What the task asks: Return every line of the items below that contains the word "pole".

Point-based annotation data
· · ·

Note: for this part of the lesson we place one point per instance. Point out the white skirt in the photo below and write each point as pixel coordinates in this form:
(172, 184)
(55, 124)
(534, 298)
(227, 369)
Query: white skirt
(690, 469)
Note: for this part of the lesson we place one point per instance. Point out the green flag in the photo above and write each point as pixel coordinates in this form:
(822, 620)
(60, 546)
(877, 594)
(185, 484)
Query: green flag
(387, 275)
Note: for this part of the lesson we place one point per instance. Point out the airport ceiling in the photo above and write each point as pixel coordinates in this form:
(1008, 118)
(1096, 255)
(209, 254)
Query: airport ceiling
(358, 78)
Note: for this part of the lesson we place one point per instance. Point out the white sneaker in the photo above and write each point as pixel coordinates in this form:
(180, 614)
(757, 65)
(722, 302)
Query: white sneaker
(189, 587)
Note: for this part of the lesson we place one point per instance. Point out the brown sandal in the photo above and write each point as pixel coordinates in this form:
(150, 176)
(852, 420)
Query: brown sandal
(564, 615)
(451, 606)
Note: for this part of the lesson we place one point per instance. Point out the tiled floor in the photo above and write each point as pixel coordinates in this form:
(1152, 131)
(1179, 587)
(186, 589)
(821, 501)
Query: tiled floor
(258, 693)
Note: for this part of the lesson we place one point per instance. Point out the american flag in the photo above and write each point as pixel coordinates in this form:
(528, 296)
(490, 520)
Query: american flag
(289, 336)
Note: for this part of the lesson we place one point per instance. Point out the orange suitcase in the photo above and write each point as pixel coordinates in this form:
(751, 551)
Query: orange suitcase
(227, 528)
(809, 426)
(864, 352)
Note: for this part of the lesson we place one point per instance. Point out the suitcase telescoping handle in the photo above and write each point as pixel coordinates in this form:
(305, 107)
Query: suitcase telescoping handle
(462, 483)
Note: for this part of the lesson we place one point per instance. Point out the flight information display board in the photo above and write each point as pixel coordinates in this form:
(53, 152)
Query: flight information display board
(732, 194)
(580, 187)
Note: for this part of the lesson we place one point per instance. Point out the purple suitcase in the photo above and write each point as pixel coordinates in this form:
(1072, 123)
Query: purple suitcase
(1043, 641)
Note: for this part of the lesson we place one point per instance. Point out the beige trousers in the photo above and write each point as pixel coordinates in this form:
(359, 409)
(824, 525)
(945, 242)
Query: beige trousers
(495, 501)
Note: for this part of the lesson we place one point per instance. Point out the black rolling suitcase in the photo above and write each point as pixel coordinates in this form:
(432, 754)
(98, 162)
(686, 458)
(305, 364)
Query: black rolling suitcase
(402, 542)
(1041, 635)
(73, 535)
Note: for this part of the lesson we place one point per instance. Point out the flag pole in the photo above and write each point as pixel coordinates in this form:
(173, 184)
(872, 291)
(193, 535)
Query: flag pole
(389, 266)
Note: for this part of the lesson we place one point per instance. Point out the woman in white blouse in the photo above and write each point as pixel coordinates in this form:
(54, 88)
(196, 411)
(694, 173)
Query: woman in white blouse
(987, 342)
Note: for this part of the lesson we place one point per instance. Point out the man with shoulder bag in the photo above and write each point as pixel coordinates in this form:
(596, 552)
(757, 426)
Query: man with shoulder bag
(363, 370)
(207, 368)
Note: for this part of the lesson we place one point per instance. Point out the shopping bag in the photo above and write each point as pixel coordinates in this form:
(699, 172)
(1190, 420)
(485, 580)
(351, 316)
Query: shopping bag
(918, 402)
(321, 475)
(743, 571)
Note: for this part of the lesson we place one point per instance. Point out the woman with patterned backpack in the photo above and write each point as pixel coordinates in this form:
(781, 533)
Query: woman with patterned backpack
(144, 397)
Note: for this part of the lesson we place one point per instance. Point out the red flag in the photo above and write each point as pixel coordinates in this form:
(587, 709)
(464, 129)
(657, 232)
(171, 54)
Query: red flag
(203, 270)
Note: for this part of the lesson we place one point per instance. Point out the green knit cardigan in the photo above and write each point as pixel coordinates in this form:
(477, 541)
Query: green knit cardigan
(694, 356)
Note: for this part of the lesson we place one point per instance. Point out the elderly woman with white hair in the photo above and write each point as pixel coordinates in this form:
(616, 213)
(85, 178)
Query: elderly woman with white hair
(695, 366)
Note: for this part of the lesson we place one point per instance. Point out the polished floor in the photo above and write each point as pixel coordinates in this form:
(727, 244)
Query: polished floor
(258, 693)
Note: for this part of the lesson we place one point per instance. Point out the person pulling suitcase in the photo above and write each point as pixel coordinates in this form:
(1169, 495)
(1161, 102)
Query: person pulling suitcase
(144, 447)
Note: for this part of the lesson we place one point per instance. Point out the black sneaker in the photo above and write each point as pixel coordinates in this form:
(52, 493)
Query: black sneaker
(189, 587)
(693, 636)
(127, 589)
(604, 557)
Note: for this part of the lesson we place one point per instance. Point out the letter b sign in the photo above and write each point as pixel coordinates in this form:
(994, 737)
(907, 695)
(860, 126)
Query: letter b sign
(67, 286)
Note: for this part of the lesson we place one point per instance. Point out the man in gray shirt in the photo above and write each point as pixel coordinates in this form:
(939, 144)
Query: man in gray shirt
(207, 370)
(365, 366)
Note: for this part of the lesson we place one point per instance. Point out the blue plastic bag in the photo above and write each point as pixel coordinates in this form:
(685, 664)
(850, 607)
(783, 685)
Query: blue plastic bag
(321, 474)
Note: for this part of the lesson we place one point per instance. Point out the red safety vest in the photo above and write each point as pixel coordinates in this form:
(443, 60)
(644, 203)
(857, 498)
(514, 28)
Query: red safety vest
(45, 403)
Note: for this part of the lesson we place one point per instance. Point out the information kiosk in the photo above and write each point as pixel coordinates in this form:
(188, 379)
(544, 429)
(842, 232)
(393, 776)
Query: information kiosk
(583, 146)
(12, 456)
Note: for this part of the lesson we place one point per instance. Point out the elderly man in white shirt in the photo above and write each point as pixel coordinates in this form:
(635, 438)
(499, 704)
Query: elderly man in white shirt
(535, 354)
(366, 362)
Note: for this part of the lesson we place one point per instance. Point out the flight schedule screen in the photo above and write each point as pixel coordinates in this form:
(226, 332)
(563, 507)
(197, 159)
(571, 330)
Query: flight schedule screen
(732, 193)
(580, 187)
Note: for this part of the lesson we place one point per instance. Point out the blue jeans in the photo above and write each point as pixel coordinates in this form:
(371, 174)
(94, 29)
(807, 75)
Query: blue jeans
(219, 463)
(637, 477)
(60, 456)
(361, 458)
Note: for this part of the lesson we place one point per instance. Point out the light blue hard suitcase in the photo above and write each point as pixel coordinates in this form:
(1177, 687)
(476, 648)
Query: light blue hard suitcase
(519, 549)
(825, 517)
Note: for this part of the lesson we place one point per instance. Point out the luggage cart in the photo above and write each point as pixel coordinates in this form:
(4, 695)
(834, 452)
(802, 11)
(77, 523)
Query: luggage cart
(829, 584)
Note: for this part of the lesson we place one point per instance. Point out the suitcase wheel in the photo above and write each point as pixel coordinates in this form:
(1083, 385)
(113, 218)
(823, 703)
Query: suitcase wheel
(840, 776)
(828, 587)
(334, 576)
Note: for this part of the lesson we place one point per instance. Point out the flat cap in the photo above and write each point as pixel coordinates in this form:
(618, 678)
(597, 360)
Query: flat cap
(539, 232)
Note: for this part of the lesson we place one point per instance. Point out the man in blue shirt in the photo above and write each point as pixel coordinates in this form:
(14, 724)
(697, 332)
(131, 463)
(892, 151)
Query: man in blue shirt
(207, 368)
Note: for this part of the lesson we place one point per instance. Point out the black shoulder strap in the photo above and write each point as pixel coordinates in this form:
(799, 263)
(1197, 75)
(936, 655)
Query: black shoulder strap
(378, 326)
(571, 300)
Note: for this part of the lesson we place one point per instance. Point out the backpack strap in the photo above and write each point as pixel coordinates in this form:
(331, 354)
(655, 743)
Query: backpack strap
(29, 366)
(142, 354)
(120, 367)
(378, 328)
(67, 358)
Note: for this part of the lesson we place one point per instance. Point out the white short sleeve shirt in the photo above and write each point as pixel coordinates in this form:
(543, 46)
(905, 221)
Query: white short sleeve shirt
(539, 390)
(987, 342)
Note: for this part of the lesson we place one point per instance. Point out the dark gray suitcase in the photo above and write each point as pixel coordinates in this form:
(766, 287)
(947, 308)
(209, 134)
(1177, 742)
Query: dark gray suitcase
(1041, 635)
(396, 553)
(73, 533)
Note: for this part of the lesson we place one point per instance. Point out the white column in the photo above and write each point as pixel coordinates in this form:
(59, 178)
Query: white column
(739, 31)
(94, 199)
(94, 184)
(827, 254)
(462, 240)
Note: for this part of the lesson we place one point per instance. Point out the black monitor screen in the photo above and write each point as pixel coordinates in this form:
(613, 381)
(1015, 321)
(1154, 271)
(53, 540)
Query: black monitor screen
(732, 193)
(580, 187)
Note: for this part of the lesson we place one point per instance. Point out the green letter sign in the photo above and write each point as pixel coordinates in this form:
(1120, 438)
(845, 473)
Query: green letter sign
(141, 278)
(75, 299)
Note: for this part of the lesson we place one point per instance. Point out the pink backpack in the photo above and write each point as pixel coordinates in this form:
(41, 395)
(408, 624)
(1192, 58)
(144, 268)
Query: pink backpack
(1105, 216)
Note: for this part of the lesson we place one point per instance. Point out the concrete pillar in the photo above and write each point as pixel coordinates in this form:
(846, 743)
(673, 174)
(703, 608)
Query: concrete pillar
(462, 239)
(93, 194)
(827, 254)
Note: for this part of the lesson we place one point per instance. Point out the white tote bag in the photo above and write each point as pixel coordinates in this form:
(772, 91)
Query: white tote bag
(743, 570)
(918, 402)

· · ·

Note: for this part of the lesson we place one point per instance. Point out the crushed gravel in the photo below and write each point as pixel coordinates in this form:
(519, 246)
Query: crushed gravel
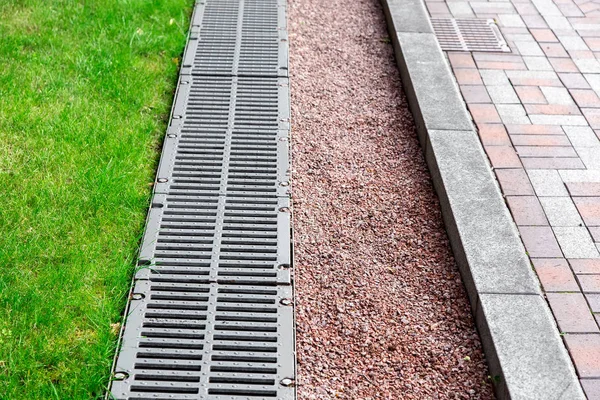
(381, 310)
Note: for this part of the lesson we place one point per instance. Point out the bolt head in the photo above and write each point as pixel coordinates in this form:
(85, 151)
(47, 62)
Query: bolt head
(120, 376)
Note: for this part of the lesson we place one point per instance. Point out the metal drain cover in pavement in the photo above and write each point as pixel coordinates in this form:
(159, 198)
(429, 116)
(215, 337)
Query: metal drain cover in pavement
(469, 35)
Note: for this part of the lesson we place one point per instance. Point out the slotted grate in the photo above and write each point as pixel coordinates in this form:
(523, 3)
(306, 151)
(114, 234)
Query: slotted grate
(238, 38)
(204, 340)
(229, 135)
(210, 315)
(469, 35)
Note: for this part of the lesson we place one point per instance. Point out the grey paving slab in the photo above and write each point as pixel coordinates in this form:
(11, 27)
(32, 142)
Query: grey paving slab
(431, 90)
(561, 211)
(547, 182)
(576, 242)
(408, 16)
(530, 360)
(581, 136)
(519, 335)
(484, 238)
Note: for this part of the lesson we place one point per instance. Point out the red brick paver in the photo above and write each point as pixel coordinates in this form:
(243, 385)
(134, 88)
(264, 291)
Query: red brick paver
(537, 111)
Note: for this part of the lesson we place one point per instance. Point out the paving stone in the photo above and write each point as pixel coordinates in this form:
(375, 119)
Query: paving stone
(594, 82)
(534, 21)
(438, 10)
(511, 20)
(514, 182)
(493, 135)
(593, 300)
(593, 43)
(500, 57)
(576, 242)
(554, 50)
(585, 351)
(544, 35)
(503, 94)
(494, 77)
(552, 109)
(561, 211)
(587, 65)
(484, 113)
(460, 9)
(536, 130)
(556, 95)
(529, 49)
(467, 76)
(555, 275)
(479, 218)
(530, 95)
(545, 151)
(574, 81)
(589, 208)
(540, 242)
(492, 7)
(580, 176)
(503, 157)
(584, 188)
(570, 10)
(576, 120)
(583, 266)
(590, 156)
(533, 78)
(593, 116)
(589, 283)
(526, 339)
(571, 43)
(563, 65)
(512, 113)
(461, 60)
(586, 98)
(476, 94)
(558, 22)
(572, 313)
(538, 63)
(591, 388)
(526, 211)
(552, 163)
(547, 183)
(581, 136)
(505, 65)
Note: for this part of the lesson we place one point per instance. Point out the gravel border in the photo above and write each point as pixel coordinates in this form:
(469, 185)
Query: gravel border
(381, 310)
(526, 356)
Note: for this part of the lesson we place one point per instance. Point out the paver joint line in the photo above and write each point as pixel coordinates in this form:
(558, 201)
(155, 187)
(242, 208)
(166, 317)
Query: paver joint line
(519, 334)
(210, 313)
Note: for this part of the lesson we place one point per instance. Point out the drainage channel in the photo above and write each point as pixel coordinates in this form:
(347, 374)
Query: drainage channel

· · ·

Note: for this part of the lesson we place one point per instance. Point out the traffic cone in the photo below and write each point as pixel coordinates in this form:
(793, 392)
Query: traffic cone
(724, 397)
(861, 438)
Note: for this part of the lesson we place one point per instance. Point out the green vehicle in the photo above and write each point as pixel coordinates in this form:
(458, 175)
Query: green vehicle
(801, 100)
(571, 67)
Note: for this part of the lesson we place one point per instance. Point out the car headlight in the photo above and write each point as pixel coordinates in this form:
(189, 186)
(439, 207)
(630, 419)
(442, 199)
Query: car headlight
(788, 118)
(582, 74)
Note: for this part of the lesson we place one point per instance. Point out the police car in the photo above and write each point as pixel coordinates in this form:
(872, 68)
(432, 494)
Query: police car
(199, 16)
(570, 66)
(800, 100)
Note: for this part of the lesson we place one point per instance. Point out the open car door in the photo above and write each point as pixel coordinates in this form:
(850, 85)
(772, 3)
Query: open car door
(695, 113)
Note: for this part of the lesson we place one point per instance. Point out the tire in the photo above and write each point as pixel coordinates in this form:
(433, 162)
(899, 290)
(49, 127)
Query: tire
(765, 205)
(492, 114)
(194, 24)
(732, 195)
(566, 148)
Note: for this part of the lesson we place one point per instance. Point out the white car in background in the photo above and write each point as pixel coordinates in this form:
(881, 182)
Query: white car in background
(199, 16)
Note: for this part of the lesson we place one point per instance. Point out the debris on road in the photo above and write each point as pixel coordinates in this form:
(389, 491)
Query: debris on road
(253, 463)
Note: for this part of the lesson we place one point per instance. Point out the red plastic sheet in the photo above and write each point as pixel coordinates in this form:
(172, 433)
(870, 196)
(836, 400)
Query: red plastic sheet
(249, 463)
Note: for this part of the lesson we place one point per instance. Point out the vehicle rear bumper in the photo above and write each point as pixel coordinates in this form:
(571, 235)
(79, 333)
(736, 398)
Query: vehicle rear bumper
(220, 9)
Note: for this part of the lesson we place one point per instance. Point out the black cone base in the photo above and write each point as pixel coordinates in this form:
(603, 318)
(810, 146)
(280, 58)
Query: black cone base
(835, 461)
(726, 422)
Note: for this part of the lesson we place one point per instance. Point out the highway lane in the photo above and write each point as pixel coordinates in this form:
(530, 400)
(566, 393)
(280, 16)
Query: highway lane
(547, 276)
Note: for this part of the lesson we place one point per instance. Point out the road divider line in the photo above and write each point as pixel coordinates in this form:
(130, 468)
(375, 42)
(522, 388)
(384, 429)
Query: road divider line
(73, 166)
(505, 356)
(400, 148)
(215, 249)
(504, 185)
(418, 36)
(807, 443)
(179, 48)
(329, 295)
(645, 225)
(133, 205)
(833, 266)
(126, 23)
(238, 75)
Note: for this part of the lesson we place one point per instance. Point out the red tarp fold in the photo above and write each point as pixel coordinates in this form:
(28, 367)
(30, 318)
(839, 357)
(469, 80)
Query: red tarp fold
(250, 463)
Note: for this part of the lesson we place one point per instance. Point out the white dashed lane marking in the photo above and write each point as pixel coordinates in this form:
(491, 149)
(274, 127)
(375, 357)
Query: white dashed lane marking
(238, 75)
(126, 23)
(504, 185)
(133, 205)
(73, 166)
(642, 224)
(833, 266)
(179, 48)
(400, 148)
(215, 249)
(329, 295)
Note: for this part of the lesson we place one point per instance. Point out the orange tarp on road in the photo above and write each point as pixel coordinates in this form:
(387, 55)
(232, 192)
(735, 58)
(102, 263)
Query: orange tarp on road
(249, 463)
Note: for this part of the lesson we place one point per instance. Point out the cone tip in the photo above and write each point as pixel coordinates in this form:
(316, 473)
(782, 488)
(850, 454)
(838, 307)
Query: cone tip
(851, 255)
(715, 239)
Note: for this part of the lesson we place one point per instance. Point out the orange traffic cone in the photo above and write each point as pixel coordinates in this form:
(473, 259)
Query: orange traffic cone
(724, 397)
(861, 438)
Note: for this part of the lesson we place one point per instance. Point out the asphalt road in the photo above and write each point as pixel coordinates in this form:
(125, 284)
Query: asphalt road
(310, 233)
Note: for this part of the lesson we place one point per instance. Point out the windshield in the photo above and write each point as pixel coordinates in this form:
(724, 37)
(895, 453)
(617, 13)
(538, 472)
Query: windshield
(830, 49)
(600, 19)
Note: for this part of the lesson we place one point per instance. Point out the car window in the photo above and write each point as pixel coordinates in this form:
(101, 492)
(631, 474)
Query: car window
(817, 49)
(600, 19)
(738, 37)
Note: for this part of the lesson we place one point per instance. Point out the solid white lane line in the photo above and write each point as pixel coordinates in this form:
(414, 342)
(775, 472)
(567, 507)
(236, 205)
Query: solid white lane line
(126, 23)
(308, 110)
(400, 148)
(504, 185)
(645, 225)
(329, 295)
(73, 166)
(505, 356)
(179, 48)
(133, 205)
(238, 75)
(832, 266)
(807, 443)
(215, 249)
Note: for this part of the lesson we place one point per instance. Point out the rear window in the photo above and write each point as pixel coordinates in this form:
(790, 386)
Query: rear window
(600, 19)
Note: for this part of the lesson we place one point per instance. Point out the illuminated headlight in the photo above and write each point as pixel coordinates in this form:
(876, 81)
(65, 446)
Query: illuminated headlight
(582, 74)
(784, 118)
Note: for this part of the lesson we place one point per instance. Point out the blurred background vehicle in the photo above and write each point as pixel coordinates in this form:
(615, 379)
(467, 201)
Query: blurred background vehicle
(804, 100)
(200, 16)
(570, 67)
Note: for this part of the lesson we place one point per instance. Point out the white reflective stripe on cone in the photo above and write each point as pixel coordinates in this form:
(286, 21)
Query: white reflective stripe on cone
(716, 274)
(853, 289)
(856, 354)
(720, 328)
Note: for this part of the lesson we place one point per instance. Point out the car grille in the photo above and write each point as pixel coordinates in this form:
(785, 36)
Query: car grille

· · ·

The response:
Note: for this part of the lesson we place one point per instance. Point out the flag pole in the photo above and write each point as pixel coordinates in this form:
Query: flag pole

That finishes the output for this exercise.